Exercise brief: Are you able to retype all the records below exactly?

Records to process:

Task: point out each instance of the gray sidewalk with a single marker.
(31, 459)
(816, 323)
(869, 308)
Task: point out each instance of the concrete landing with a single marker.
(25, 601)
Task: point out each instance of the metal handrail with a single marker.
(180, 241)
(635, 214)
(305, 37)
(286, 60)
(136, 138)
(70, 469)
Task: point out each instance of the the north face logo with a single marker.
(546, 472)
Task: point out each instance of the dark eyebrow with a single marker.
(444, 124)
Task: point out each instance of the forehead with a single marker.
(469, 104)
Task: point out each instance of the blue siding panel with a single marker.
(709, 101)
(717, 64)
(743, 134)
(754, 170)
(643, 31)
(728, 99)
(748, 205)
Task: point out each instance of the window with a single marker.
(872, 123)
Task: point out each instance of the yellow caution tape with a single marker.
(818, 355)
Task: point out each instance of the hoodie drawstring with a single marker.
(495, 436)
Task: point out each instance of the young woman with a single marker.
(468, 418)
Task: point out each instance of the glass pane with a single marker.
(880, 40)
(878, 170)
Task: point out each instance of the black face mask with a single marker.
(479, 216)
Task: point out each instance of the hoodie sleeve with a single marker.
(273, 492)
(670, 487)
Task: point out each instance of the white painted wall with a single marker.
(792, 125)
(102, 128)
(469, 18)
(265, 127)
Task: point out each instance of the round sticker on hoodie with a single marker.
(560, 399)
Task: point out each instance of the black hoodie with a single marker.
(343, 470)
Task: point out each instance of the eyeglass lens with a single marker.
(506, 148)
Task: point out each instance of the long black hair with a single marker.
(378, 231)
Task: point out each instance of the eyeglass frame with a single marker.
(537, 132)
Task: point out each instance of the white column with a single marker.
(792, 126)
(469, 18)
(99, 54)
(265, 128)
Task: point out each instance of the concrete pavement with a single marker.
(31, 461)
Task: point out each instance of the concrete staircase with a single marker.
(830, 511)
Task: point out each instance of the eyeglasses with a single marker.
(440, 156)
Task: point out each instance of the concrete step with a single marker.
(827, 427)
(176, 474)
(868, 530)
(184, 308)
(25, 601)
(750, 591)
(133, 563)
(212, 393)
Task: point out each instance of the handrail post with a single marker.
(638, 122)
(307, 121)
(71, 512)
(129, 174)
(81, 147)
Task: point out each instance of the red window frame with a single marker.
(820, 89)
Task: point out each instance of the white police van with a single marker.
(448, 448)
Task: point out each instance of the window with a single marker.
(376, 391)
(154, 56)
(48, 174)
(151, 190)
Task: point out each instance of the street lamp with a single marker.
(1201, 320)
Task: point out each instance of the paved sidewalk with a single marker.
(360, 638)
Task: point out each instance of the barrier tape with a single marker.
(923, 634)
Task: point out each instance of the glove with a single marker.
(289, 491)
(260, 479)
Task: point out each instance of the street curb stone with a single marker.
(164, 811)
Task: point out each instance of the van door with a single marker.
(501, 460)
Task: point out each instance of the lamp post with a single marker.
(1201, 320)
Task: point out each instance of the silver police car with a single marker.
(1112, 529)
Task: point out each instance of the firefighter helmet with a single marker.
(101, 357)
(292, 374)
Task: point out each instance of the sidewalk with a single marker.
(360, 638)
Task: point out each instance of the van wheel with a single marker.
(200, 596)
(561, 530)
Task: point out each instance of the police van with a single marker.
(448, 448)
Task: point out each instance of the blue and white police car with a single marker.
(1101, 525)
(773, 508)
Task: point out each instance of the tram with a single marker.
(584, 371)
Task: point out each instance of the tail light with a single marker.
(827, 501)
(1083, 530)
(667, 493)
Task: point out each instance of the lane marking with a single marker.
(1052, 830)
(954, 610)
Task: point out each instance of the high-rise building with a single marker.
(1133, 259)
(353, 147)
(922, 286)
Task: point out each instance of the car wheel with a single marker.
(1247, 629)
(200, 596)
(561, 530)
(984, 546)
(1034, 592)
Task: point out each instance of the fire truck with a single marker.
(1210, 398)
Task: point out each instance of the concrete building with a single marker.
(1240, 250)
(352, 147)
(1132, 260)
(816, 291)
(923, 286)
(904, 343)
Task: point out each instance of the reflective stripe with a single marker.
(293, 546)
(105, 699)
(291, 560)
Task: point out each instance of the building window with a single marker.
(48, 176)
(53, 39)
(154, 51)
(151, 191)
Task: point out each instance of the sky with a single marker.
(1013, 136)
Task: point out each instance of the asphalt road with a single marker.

Response:
Task: point out each instance of the gray sidewalk with a single marker.
(31, 459)
(816, 323)
(869, 308)
Task: point out each instance of the concrete landing with a single marker.
(25, 601)
Task: point out each instance of the metal handrail with a single marker.
(180, 241)
(635, 214)
(305, 37)
(286, 60)
(136, 138)
(70, 469)
Task: point out each instance of the the north face logo with a single marker.
(546, 472)
Task: point out each instance of the dark eyebrow with a single marker.
(444, 124)
Task: point out each instance of the forehead with a single marker.
(469, 104)
Task: point out each instance of the blue siding panel with a single marker.
(709, 101)
(717, 64)
(743, 134)
(754, 170)
(643, 31)
(728, 99)
(748, 205)
Task: point out each instance of the window with a single marker.
(872, 123)
Task: point out each instance of the yellow caution tape with a single marker.
(818, 355)
Task: point out each instance of the hoodie drawstring with a single marker.
(495, 436)
Task: point out each instance of the young woman with a single marker.
(468, 418)
Task: point out each instance of the glass pane with a single marker.
(880, 40)
(878, 170)
Task: point out each instance of the black face mask with a single marker.
(479, 216)
Task: point out each instance of the hoodie sleeve with a single marker.
(273, 492)
(670, 487)
Task: point out each instance of the white painted wall with a single marker.
(792, 125)
(102, 128)
(469, 18)
(265, 127)
Task: point out each instance of the round sticker on hoodie with a single marker.
(560, 399)
Task: point out each instance of the black hoodie with a single marker.
(343, 470)
Task: point out each instance of the eyeglass lens with a single marker.
(506, 148)
Task: point out each instance of the long black hair with a single marker.
(378, 231)
Task: point out each instance of the eyeglass frame with a single marker.
(537, 132)
Task: point out each instance of the white column with a single marker.
(792, 126)
(469, 18)
(99, 54)
(265, 128)
Task: point out each instance of the concrete pavement with a single marker.
(31, 461)
Task: point out each instance of the concrete staircase with a single marker.
(830, 511)
Task: point out each instance of the eyeglasses with a single marker.
(440, 156)
Task: point out each instance of the concrete step with a single marker.
(827, 427)
(176, 474)
(868, 530)
(184, 308)
(25, 601)
(750, 591)
(133, 563)
(212, 393)
Task: point out each instance of the handrail post with a single marker.
(638, 122)
(307, 121)
(71, 512)
(129, 174)
(81, 147)
Task: point out each instance of the red window frame with a single marker.
(820, 89)
Task: point out each instance of the white police van with a single marker.
(448, 448)
Task: point out each instance of the window with a single marker.
(376, 391)
(154, 56)
(48, 174)
(151, 190)
Task: point out each instance of the street lamp with a single marker.
(1201, 320)
Task: point out each instance of the paved sidewalk with a single marker.
(360, 638)
Task: point out each instance of the barrier tape with a single marker.
(923, 634)
Task: point out each instance of the glove with a single marker.
(289, 491)
(260, 479)
Task: point out each instance of the street curb stone with a single marker.
(164, 811)
Task: point out each instance of the van door with a single marker.
(501, 460)
Task: point out each instance of the lamp post with a single marker.
(1201, 320)
Task: point out each instance of the silver police car with a single marker.
(1112, 529)
Task: point out each instance of the firefighter helmet with a single marker.
(101, 357)
(292, 374)
Task: point out each instance of the sidewalk with a single marker.
(360, 638)
Task: point out each instance of the van wheel with a single marker.
(200, 596)
(561, 530)
Task: point out each instance of the police van with a single marker.
(448, 448)
Task: point out each instance of the blue and white police car with a single marker.
(1101, 525)
(773, 508)
Task: point out each instance of the tram with a single marker.
(584, 371)
Task: point out each instance of the tail light with a single marker.
(827, 501)
(1083, 530)
(667, 493)
Task: point out each instance of the lane marking with a single marker.
(1052, 830)
(954, 610)
Task: point out each instance of the high-rise building with a single marker.
(1133, 259)
(353, 147)
(922, 286)
Task: point out each instance of the car wheel with a single marker.
(1247, 629)
(200, 596)
(561, 530)
(984, 546)
(1034, 592)
Task: point out each instance of the fire truck with a single marker.
(1210, 398)
Task: point out each instance of the concrete building with a single marker.
(1240, 250)
(352, 147)
(1132, 260)
(816, 291)
(923, 286)
(904, 343)
Task: point out each instance of the reflective stripe with a single marker.
(293, 546)
(105, 699)
(291, 560)
Task: point out each instance of the building window with a single marker.
(48, 176)
(53, 39)
(154, 51)
(151, 191)
Task: point out each instance of the sky with a single marker.
(1013, 136)
Task: point out each instance of the asphalt road with a single marker.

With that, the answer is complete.